─── ESTRATTO DEL DOCUMENTO
E' il caso di riprodurre «evitando di commentare il fatto che la difesa erariale si sia gia' appuntata sul testo del decreto-legge per come convertito, vedi ad esempio pagine 15 e 18 memoria» alcuni passi della memoria di costituzione della difesa erariale nel ricorso n. 105/2020 R.R. «ricorso al quale si chiede la riunione» per la loro macroscopica incidenza sulle censure regionali: il primo, e' quello a pagina 14 della memoria depositata il 6 febbraio 2021, ove si legge che «non solo non risultavano superate le criticita' che avevano indotto all'adozione del decreto-legge n. 35/2019, ma che la situazione si era ulteriormente aggravata, imponendo, per un verso, la protrazione del regime speciale in precedenza dettato, e, per un altro, l'assunzione di ancor piu' stringenti misure»; il secondo, invece, si legge alle pagine 20-21 del medesimo atto, ove la difesa erariale ritiene che l'attento monitoraggio sulle precedenti misure sia stato effettuato, con esito «non positivo» delle verifiche in ordine a misure applicate dalla Stato ed ai loro effetti, ma malgrado cio', con singolarissimo salto logico, conclude per la sussistenza delle condizioni per un nuovo intervento, ancor piu' stringente.

Ove si applicassero l'art. 116 del codice di procedura civile e/o l'art. 64, comma 2, c.p.a., si dovrebbero dare per processualmente provati a) la congiunzione tra i due provvedimenti normativi, quello del 2019 ed il presente; b) l'ulteriore inasprimento delle misure qui impugnate rispetto al «regime» del 2019; c) il fallimento del commissariamento statale, anche per come «implementato» nel 2019; d) il macroscopico errore statale nell'interpretare il giudicato della sentenza n. 233/2019, sia sotto il profilo di individuazione del «limite» che ha condotto alla reiezione del ricorso nel 2019, sia nell'interpretare il monito rivolto da codesta Corte in ordine ai provvedimenti da adottare in esito ad una valutazione negativa degli effetti del decreto-legge n. 35/2019.
──────
__ESERCIZI E ATTIVITÀ__.
[1] Le affermazioni (a), (b) e (c) concordano con l'estratto sulla difesa erariale? Per ciascuna rispondi sì o no e cita alla lettera le parole decisive dell'estratto.
(a) La memoria di costituzione citata è stata depositata il 6 febbraio 2021.
(b) Secondo la difesa erariale, le verifiche sulle misure applicate dallo Stato hanno avuto esito positivo.
(c) La memoria della difesa erariale è stata presentata nel ricorso n. 105/2020 R.R.
[2] Come potrebbe proseguire l'estratto sulla difesa erariale dopo l'ultima frase riportata? Continualo con lo stesso registro.
Per questo lavoro il materiale non serve.
─── MATERIALE ESTRATTO
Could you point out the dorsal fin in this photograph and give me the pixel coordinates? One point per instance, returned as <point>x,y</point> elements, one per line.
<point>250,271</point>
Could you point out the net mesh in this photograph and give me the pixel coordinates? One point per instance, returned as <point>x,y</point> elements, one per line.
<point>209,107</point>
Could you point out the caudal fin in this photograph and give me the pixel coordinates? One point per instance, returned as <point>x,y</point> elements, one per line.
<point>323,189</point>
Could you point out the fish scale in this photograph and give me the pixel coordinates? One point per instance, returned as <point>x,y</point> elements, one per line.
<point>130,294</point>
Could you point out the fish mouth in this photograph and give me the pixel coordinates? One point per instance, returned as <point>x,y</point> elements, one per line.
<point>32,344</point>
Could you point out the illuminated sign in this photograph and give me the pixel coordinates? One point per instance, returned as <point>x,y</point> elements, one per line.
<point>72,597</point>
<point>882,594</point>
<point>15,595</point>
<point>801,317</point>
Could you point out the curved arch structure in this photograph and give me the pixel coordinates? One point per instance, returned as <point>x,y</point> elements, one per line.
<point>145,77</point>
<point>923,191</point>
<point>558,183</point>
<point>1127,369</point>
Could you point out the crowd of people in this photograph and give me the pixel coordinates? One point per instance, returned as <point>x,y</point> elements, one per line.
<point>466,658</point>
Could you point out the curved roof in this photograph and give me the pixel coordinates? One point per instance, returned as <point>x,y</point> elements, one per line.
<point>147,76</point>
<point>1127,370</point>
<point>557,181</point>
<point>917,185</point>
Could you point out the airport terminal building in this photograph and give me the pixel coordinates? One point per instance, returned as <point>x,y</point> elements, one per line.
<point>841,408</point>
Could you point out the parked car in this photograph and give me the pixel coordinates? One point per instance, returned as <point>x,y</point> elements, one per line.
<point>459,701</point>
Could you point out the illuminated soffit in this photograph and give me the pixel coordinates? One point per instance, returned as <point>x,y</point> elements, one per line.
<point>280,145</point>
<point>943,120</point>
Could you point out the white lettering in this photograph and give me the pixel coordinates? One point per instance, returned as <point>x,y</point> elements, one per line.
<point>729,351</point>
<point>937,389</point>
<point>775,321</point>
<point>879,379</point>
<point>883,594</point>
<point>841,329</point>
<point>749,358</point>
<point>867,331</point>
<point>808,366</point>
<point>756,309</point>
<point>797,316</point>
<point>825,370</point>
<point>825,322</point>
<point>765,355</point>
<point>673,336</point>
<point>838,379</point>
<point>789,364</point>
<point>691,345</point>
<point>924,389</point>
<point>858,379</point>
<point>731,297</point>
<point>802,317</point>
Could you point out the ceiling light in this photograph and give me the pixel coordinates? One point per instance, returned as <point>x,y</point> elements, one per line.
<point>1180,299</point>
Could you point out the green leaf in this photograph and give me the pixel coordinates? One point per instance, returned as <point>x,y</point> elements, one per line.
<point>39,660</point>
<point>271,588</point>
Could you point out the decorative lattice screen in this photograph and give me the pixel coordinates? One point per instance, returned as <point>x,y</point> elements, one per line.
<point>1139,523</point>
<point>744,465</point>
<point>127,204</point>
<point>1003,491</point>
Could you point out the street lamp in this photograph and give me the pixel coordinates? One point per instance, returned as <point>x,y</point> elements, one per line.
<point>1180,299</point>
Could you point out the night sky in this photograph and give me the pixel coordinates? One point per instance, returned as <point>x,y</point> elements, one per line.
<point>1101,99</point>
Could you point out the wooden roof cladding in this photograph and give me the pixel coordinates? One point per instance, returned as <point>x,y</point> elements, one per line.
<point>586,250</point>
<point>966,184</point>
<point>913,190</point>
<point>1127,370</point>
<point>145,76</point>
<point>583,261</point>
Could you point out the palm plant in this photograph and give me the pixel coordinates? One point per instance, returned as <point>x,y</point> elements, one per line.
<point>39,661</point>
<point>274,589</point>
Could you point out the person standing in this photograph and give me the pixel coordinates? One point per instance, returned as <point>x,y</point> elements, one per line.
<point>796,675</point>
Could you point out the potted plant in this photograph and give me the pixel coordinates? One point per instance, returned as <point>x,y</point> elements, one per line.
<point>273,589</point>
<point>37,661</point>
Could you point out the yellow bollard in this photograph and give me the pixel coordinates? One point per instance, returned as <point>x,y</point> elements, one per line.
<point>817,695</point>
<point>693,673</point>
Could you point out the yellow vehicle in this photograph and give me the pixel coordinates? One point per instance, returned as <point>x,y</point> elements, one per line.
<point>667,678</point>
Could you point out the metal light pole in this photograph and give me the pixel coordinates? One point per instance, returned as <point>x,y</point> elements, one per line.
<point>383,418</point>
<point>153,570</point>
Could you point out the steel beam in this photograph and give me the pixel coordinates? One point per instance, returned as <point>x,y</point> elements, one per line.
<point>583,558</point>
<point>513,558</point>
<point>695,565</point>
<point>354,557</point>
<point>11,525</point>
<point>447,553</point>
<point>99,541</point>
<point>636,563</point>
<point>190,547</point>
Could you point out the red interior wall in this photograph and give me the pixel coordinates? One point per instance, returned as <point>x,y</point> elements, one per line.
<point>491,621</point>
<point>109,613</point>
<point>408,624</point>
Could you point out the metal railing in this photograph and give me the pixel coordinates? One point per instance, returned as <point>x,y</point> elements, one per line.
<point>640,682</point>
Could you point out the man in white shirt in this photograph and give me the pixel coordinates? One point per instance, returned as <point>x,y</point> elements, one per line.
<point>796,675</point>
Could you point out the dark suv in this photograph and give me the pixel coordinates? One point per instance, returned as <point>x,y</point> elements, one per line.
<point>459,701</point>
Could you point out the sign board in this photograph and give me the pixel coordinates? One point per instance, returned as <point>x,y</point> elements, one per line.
──────
__SOLUZIONI DEGLI ESERCIZI__.
[1]
(a) Sì: "memoria depositata il 6 febbraio 2021".
(b) No: "con esito «non positivo» delle verifiche in ordine a misure applicate dalla Stato ed ai loro effetti".
(c) Sì: "nel ricorso n. 105/2020 R.R.".

[2]
Cio' detto, la normativa impugnata, che, come riconosciuto dalla stessa difesa erariale nel giudizio avverso le norme del decreto-legge gia' impugnate, ponendosi in piena continuita' con l'intervento appena cessato, non solo reitera ma addirittura aggrava l'intervento stesso, rivelatosi, per ammissione della stessa parte statale, non solo infruttuoso ma addirittura peggiorativo della situazione del maggio 2019, viola apertamente i limiti - evidentemente non colti dallo Stato - alla temporaneita' ed ai presupposti legittimanti dell'intervento, nonche' al naturale sbocco ove le verifiche sugli effetti (sia consentito, motivatamente previsti in udienza dalla difesa regionale, tanto da spingere codesta Corte a sviluppare in sentenza il monito poi non raccolto dallo Stato) del provvedimento normativo qui proseguito ed aggravato, che codesta Corte aveva fissato alla legittimita' dell'intervento, al quale le norme qui impugnate si pongono in conclamata ed ammessa continuita', e quindi viola il giudicato costituzionale, in conseguenza della violazione dell'art. 136 della Costituzione.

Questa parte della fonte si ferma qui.